§ **What to do**: For this exercise, reproduce the entries below exactly, but only from the line containing "197, row 91." through the line containing "248, row 161.", both included.

Stored dataset items:

***

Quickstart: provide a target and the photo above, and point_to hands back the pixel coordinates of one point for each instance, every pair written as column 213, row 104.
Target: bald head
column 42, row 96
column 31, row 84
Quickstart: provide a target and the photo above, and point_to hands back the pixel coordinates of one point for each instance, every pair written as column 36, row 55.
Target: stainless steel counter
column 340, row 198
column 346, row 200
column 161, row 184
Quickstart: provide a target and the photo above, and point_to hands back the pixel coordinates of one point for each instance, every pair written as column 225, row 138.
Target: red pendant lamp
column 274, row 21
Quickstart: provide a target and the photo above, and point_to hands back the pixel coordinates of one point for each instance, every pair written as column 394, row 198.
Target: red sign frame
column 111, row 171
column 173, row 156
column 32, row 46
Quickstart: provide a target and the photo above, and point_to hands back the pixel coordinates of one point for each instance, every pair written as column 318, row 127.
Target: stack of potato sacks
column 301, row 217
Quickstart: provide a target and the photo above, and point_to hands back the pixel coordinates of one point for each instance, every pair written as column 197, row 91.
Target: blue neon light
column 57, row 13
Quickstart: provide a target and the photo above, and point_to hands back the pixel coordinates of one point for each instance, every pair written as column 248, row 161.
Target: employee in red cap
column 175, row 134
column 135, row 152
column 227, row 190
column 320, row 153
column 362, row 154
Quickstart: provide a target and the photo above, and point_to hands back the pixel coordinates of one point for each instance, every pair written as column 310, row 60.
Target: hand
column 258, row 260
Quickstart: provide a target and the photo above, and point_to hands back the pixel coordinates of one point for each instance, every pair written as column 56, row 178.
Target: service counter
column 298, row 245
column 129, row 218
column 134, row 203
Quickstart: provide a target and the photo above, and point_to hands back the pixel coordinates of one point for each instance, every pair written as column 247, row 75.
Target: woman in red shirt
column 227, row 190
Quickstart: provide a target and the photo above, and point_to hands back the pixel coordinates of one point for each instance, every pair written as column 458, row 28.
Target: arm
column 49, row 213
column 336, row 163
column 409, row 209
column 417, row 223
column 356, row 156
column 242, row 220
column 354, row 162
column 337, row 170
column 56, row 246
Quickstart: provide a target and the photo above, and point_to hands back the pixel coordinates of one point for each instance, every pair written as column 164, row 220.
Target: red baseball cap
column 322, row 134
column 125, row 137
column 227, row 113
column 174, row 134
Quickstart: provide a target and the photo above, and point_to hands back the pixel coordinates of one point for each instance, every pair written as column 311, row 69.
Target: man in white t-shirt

***

§ **Solution**:
Quickstart: provide a target and the photo above, and point_to hands back the pixel coordinates of one point for each instance, every pair written as column 197, row 91.
Target: blue neon light
column 57, row 13
Quickstart: provide a target and the photo above, and point_to hands back the pixel coordinates of one point for each instance, every pair written as column 248, row 161.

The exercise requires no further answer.